任务要求
• A. 根据节选回答下列问题：
(i) 解压时使用的是哪个版本的压缩包？
(ii) 引擎生成完成时会出现什么提示？此时 build 文件夹里会多出什么文件？
(iii) 代码中 CONF_THRESH 被设为多少？
• B. 请照抄节选中从“INPUT_W = 640”起至“from YoLov5 project.”止的部分，一字不改。

进入tensorrtx的官网，下载你训练时对应的yolov5的版本，点击左上角的master-->tags-->yolov5

下载完成后，来到下载目录下，输入以下命令解压,我这里是v5.0版本

unzip tensorrtx-yolov5-v5.0.zip

 把之前训练的模型生成的wts权重文件放到tensorrtx的yolov5文件夹中

没有wts文件只是想体验强大的jetson nano的同学可以先下载一下五类垃圾分类权重文件https://blog.csdn.net/xiaoyuan2157

链接: https://pan.baidu.com/s/1nciB7Xn1vXj9ZfBAoj39Bw 提取码: r74h 

来到tensorrtx的yolov5文件夹，打开yololayer.h的代码，修改CLASS_NUM

创建进入文件夹build并cmake ..

mkdir build
cd build
cmake ..
make 

 生成引擎文件

sudo ./yolov5 -s ../best.wts best.engine s 

这一段模型引擎生成的命令解释如下

sudo ./yolov5 -s/ [.wts文件路径] [.engine文件名称] [s/m/l/x/s6/m6/l6/x6 or c/c6 gd gw]

稍作等待后，出现Build engine successfully！表示生成完成，这时build文件夹里面会多出一个best.engine文件

六、模型测试

根据官方的yolov5_trt改的代码来测试一下 

ljx@ljx-desktop:~/pycuda2/tensorrtx-yolov5-v5.0/yolov5$ cat yolov5_trt2.py
"""
# Yolov5 基于pytorch，修改起来更加方便快捷；
# yolov5自带anchor生成器，自动为你的数据集生成最优化的anchor；
# yolov5的整体AP比yolov4更高。
"""
import ctypes
import os
import random
import sys
import threading
import time
# 安装串口函数库 sudo pip3 install pyserial
import serial
import serial as se  # 导入串口库,这里是用于串口通信的库，需要在命令行输入
#pip3 install pyserial
import cv2
import numpy as np  # 构造ndarray对象
import pycuda.autoinit
import pycuda.driver as cuda
import tensorrt as trt
from time import sleep
 
 
# from jetcam.csi_camera import CSICamera
# import torch
# import torchvision#在nano上安装这两个库是有些麻烦的特别是torchvision。
 
INPUT_W = 640
INPUT_H = 640
CONF_THRESH = 0.8  # 概率阈值
IOU_THRESHOLD = 0.1
 
 
# 定义画框函数
def plot_one_box(x, img, color=None, label=None, line_thickness=None):
    '''
    description: Plots one bounding box on image img,
                 this function comes from YoLov5 project.
    param:
        x:      a box likes [x1,y1,x2,y2]
        img:    a opencv image object
        label:  str
        line_thickness: int
    return:
        no return
    '''
 
    # img, result_boxes, result_scores, result_classid = yolov5_wrapper.infer(img)

数据摘录

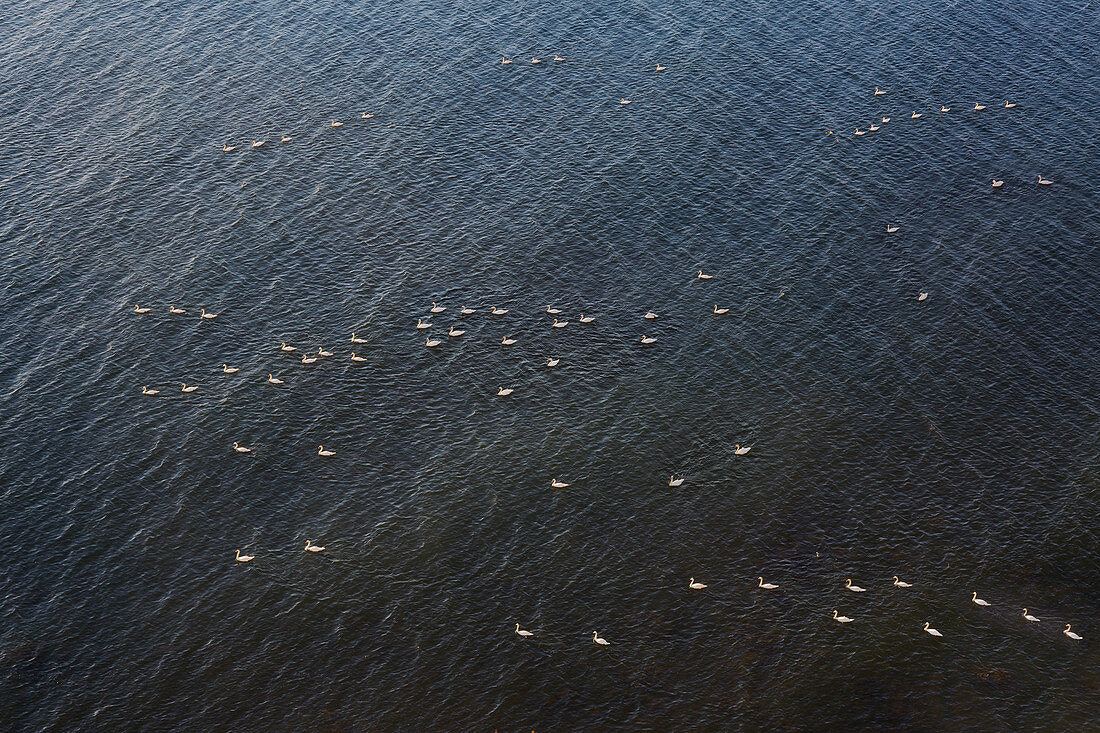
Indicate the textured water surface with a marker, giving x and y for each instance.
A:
(950, 441)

各题答案
• A.
(i) 使用的是 v5.0 版本，即 tensorrtx-yolov5-v5.0.zip。
(ii) 会出现 Build engine successfully！的提示，build 文件夹里会多出一个 best.engine 文件。
(iii) CONF_THRESH 被设为 0.8。

• B.
INPUT_W = 640
INPUT_H = 640
CONF_THRESH = 0.8  # 概率阈值
IOU_THRESHOLD = 0.1
 
 
# 定义画框函数
def plot_one_box(x, img, color=None, label=None, line_thickness=None):
    '''
    description: Plots one bounding box on image img,
                 this function comes from YoLov5 project.